Top of Records for processing
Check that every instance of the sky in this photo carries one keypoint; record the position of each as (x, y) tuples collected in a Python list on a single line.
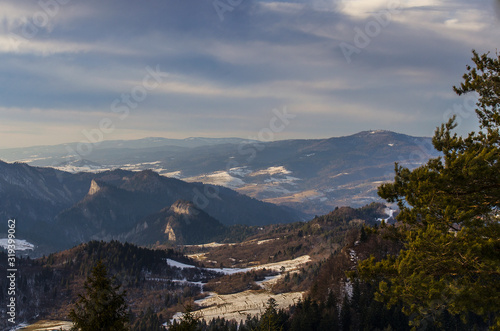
[(73, 70)]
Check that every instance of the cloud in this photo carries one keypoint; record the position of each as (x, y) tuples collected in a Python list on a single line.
[(224, 76)]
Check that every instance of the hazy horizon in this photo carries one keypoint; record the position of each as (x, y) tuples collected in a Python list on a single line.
[(226, 69)]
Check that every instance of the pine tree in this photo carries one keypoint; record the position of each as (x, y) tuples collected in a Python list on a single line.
[(188, 322), (450, 263), (102, 307)]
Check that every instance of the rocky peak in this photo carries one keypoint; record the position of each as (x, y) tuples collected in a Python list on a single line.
[(183, 207)]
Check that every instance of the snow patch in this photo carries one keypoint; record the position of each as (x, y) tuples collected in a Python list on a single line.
[(240, 171)]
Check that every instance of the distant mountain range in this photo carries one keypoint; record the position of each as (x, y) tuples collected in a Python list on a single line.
[(313, 176)]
Bottom of Records for processing
Work to be completed →
Your reply should be the entries above, repeated exactly and free of pictures.

Answer below →
Check that every instance of the sky in this photo carries one keypoint; record the position of each as (x, y) tuples collected in a Python list on a single line.
[(73, 70)]
Check that every instance of the cloud in this photo carries one keypoint; record the position of each as (x, y) tuples collected in a Python list on a single line.
[(224, 76)]
Check that every instance of the hazy horizon in this photo carries one keypoint; record the position of each as (x, y) tuples collected in a Python list on a single line.
[(226, 69)]
Check that every instance of the pine tree in this photo carries one keypoint; record the position of each as (x, y) tuples collected in a Python list on a single line.
[(188, 322), (450, 263), (102, 307)]
Check that every instance of the rocky peak in this photo carries one keypoint; record the position of each as (x, y) tuples collected in a Python list on a single line.
[(183, 207)]
Check that every instance of the snow patch in this photo carries one keypoint; record the position of each as (x, y) tuples collected in a Python list on a single line.
[(240, 171)]
Check that every instance of the distant mountain range in this photo carries one keypoint; record the position of each as (x, y) tuples collected in a Python list on a single line.
[(313, 176)]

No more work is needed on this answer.